▶ **Excerpted data**:
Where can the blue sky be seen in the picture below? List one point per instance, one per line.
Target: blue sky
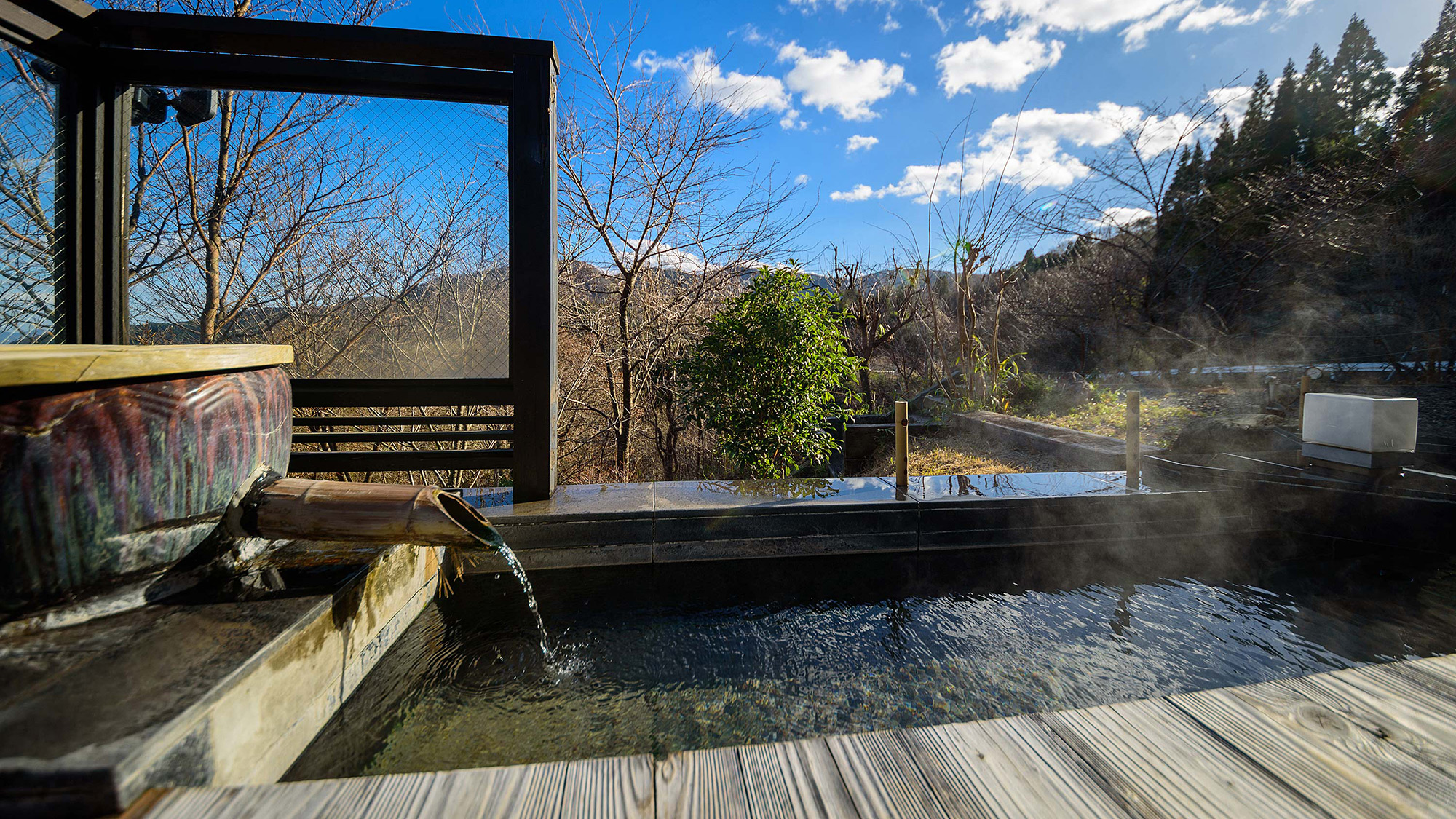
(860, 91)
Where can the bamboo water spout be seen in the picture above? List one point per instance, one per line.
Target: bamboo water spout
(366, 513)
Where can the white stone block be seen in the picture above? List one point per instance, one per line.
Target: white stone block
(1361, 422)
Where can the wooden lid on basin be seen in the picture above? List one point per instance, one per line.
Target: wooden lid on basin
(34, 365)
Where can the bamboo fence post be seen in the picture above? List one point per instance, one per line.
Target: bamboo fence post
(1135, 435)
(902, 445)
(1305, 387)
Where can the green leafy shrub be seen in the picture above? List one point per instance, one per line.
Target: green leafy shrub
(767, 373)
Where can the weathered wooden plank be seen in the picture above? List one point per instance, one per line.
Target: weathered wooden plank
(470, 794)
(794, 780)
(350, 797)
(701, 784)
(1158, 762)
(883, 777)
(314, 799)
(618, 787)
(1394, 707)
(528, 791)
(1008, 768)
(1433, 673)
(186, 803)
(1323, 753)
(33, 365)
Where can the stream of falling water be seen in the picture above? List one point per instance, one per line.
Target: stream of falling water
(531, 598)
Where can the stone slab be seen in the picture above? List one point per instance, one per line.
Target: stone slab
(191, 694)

▶ **Problem statement**:
Lay out the records above as a two-column CSV with the headers text and answer, one row per record. Put each record's text and its answer in separate quoted fields, replace line breaks with spaces, and omit the pictures.

▶ **Task response**:
text,answer
"Where can the blue sky be seen in the picture below? List one point per instance, one per line. Target: blue sky","(860, 91)"
"Where can the bamboo water spout be seen in the picture above? List one point per instance, one per line. Target: bamboo water spout","(366, 513)"
"Where can the white stone block be seen in the picture above? List one point per instance, one per line. Target: white stone block","(1361, 422)"
"Where can the wooden lid on basin be seen in the picture above? List one point per instance, one per line. Target: wooden lid on basin","(34, 365)"
"Where can the bamboo fence post be seen in the picture above? List one point per instance, one per line. Target: bamboo fence post","(1135, 435) (902, 445) (1305, 387)"
"Where can the green leafy shrub be seen in the picture above? List one point per instance, one per line. Target: green leafy shrub","(767, 373)"
"Where can the weathered wooden plank be seen in the picture above? List one point per instance, one per line. Target: weathered wooden plank","(470, 794) (794, 780) (350, 797) (701, 784) (1158, 762) (883, 777) (314, 799) (618, 787) (1394, 707) (528, 791) (1008, 768) (1433, 673) (186, 803) (1323, 753) (33, 365)"
"Where can the stream of falling water be seen in the picture above? List one point per instance, one per line. Target: stream of falling water","(531, 598)"
"Where can the stone slab be seen in the picture above? List one point per instance, one per line. Target: stone slab","(191, 694)"